→ **Exercise aim**:
Copy the lines below word for word, beginning with the line that contains "point: grassy plain" and continuing through the very last line.

Point annotation dataset lines:
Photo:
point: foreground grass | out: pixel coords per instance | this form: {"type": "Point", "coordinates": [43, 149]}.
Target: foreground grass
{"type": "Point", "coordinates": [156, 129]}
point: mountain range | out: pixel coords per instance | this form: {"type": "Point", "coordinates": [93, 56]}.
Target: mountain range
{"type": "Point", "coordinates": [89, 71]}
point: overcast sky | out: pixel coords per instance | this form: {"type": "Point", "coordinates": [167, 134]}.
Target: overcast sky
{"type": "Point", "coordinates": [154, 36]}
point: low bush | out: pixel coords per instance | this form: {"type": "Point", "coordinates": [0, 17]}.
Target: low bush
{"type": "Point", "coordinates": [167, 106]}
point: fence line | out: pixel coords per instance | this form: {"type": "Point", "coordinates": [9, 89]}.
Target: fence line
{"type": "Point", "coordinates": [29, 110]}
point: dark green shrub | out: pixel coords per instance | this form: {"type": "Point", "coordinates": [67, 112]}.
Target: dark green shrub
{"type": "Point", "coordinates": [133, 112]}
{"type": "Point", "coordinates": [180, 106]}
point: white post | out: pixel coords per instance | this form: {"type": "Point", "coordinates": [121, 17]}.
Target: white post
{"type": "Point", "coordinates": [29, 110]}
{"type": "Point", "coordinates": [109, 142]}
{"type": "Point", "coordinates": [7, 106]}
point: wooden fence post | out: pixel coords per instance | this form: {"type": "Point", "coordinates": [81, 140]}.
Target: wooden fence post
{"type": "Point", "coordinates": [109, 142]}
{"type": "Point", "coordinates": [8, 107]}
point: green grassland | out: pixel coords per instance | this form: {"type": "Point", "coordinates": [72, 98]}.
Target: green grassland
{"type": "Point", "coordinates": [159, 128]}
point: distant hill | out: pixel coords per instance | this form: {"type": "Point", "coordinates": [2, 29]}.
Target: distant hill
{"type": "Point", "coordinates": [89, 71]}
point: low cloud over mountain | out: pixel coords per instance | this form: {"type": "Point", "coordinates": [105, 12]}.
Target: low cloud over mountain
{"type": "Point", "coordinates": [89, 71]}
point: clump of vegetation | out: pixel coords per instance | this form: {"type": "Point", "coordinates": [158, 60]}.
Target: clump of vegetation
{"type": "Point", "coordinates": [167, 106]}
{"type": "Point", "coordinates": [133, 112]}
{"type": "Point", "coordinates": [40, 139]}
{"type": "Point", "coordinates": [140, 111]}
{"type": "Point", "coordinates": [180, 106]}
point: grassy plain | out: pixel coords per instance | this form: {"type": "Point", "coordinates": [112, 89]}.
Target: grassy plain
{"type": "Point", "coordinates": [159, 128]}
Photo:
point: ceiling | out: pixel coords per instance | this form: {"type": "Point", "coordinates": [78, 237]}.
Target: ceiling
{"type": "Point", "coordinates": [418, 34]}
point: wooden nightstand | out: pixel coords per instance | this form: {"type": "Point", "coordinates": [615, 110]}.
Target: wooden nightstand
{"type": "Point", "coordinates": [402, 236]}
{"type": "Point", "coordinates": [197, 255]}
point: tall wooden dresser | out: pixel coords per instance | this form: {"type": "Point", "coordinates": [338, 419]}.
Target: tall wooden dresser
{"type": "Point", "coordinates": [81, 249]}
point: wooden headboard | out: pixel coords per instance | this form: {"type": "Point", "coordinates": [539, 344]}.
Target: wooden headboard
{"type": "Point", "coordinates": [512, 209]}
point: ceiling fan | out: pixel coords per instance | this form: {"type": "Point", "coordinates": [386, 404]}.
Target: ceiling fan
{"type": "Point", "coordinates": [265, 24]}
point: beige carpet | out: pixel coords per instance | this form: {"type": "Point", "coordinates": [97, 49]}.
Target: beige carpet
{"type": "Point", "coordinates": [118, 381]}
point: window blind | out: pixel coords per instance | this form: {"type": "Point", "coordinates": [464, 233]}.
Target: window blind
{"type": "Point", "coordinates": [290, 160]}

→ **Complete response**:
point: grassy plain | out: pixel coords per instance | this form: {"type": "Point", "coordinates": [112, 89]}.
Target: grassy plain
{"type": "Point", "coordinates": [159, 128]}
Photo:
point: ceiling | out: pixel coords per instance | this form: {"type": "Point", "coordinates": [78, 237]}.
Target: ceiling
{"type": "Point", "coordinates": [418, 34]}
point: wooden nightstand | out: pixel coords per instance | this form: {"type": "Point", "coordinates": [615, 110]}.
Target: wooden nightstand
{"type": "Point", "coordinates": [402, 236]}
{"type": "Point", "coordinates": [197, 255]}
point: tall wooden dresser | out: pixel coords per instance | this form: {"type": "Point", "coordinates": [338, 419]}.
Target: tall wooden dresser
{"type": "Point", "coordinates": [81, 249]}
point: wooden headboard | out: pixel coords per instance | this form: {"type": "Point", "coordinates": [539, 344]}.
Target: wooden headboard
{"type": "Point", "coordinates": [512, 209]}
point: ceiling fan | out: pixel coords per instance | this form: {"type": "Point", "coordinates": [386, 404]}.
Target: ceiling fan
{"type": "Point", "coordinates": [265, 24]}
point: beige carpet | out: pixel coords per instance | this form: {"type": "Point", "coordinates": [97, 49]}.
Target: beige carpet
{"type": "Point", "coordinates": [118, 381]}
point: window blind | out: pixel coords per instance | this form: {"type": "Point", "coordinates": [464, 233]}.
Target: window blind
{"type": "Point", "coordinates": [290, 160]}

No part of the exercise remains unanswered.